All of the records should be given again exactly as they appear.

======== DATASET CONTENT

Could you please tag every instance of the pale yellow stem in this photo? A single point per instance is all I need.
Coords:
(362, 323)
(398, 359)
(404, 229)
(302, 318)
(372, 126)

================

#### SOLUTION TO THIS PROBLEM:
Could you please tag every instance of the pale yellow stem in this photo? A single point per instance is all I need.
Coords:
(362, 323)
(398, 359)
(404, 229)
(302, 318)
(372, 126)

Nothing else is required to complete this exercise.